(Beginning of INPUT DATA)

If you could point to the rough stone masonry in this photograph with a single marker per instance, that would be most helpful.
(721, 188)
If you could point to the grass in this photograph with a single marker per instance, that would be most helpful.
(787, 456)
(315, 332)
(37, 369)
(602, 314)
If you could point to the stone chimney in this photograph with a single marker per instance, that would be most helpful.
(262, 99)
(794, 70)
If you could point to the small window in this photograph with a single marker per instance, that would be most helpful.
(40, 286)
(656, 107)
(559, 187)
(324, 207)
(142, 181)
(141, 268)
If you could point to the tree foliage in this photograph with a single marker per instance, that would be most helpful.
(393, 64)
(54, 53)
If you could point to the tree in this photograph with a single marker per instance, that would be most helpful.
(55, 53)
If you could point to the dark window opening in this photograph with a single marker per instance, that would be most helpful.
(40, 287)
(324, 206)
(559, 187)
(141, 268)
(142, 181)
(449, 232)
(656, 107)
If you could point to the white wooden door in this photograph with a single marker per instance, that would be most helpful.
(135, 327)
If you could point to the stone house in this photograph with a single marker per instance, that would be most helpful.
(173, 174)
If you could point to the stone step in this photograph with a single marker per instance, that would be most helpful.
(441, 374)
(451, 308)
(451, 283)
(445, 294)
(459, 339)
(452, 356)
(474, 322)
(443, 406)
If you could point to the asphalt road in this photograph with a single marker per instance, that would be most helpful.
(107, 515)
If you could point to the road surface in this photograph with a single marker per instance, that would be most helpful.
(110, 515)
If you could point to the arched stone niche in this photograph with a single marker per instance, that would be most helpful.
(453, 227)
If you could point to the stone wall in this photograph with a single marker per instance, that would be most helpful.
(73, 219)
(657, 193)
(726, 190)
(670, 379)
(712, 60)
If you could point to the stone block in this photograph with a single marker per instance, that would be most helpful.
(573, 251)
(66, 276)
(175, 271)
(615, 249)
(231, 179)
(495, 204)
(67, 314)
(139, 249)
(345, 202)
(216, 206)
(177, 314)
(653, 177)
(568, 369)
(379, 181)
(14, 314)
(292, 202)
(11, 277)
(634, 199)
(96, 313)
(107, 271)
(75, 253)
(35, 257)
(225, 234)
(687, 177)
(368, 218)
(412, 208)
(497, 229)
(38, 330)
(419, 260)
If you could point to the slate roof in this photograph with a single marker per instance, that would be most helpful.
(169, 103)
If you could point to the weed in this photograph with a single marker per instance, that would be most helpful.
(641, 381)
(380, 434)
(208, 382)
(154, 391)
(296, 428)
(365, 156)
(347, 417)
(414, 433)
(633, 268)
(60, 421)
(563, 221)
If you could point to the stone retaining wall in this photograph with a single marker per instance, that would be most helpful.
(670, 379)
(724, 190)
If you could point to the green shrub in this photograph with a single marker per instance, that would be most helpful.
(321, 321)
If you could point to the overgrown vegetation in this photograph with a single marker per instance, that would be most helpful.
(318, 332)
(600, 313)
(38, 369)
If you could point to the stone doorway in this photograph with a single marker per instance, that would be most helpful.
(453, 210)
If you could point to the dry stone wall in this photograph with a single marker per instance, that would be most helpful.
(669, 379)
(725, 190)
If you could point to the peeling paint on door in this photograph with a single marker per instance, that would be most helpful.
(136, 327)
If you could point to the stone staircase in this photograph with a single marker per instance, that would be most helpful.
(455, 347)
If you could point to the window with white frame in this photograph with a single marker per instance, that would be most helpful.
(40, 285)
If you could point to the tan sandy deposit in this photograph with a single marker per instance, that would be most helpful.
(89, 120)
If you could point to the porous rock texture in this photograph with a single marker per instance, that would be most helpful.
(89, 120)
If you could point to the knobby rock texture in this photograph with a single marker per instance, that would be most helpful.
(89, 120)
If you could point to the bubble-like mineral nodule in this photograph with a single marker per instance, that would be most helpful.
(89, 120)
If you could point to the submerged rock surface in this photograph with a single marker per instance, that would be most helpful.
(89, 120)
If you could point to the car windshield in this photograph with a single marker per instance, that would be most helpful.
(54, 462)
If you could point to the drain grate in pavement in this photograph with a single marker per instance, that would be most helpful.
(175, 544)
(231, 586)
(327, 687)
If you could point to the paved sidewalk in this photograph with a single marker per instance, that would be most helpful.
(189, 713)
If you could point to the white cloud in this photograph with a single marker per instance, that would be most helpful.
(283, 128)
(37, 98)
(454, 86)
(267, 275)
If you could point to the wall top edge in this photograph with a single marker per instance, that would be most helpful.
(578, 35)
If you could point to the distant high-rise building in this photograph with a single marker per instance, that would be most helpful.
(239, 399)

(End of INPUT DATA)

**EXERCISE DETAILS**
Set down the lines from the one with "If you could point to the drain" through the end of the data above. Keep each exactly as written and add no other line.

**RESPONSE TO THIS TASK**
If you could point to the drain grate in pavement in this photograph with a single marker per instance, that would be most helpful.
(175, 544)
(231, 586)
(327, 687)
If you could point to the paved sidewalk in this photograph with a single marker per instance, that would be most helpful.
(189, 713)
If you could point to the white cloud in this photograph with a single marker per instance, that would be most helpful.
(283, 128)
(37, 98)
(454, 86)
(267, 275)
If you could point to the wall top edge in this photograph with a single marker per instance, that would be most helpful.
(578, 35)
If you could point to the distant high-rise building in this photograph with a single marker per instance, that would be most helpful.
(239, 399)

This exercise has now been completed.